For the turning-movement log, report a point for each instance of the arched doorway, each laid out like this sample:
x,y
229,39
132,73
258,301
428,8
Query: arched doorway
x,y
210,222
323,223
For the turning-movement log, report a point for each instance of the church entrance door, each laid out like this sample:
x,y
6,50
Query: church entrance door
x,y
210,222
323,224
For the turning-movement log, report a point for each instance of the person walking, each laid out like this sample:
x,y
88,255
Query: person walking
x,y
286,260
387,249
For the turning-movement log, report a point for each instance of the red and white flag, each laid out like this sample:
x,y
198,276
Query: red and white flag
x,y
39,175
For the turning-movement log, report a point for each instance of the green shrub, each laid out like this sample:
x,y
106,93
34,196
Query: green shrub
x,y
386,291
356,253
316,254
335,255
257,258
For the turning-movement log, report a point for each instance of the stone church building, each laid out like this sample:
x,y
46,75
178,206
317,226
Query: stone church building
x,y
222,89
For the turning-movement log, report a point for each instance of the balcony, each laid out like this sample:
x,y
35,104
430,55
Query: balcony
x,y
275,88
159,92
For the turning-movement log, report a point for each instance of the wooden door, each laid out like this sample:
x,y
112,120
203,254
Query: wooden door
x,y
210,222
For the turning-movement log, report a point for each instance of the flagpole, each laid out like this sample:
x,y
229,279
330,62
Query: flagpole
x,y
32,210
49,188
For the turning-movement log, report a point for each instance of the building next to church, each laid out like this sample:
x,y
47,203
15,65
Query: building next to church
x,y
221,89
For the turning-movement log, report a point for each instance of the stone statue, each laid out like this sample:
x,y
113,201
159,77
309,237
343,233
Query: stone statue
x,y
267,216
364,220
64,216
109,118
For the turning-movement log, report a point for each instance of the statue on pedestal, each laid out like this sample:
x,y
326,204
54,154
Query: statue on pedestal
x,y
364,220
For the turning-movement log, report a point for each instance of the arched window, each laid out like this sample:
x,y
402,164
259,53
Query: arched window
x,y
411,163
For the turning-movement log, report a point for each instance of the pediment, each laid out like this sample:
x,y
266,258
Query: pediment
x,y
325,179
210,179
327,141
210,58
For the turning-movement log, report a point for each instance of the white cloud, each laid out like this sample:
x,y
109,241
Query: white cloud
-------------------------
**TASK TO CARRY OUT**
Exact copies of all the records are required.

**WORKED SOLUTION**
For the turning-movement log, report a point for each instance of the arched doorway, each laid out like this sample:
x,y
229,39
132,73
258,301
428,8
Query: arched doorway
x,y
210,222
323,223
For the turning-movement log, report a point for each instance of the church entrance door, each laid out like this sample:
x,y
6,50
Query: church entrance door
x,y
210,222
323,224
For the turning-movement log, report a point for each instance of the person walking, each laid out like this sample:
x,y
88,255
Query: person walking
x,y
286,260
387,249
For the turning-movement log, report a point for each instance of the red and white flag, each laid out like this sample:
x,y
198,276
Query: red and white flag
x,y
39,175
For the turning-movement log, report a point for each instance of the green shrub, each laid out like this sample:
x,y
106,93
34,196
Query: green shrub
x,y
386,291
356,253
316,254
335,255
257,258
For the turning-movement log, report a point for each instance of the stone church building, each laid out like this sample:
x,y
46,75
178,206
317,226
Query: stone church building
x,y
222,89
For the turning-movement log, report a point for each instance of the balcony, each laid out like this sample:
x,y
35,104
430,55
Query: balcony
x,y
275,88
159,92
For the turning-movement log, report a point for each instance of the wooden door, each laid out like this sample:
x,y
112,120
203,254
Query: wooden door
x,y
210,222
For the turning-movement log, report a point for each instance of the flagpole, each laid out like this sample:
x,y
229,279
330,62
Query: flagpole
x,y
32,210
49,188
For the turning-movement log, report a point for each instance of the building next to church, each laid out like this sample:
x,y
47,203
15,65
Query: building next to church
x,y
221,89
For the turning-movement log, report a point for each instance of the stone statue, each laid out like this sample:
x,y
113,201
159,77
309,237
343,233
Query: stone statue
x,y
267,216
364,220
64,216
109,118
For the turning-movement log, report a point for each instance of the statue on pedestal, each laid out like this sample:
x,y
326,204
54,154
Query: statue on pedestal
x,y
364,220
For the turning-movement log, report a point for each instance of the arched window, each laid out like this sample:
x,y
402,164
259,53
Query: arched window
x,y
411,163
For the turning-movement log, report a point for each instance of the pediment, each laid out like this sample:
x,y
266,258
Query: pediment
x,y
325,179
210,179
327,141
210,58
For the turning-movement log, report a point for each instance of the white cloud, each laid out like this sample:
x,y
109,241
Query: white cloud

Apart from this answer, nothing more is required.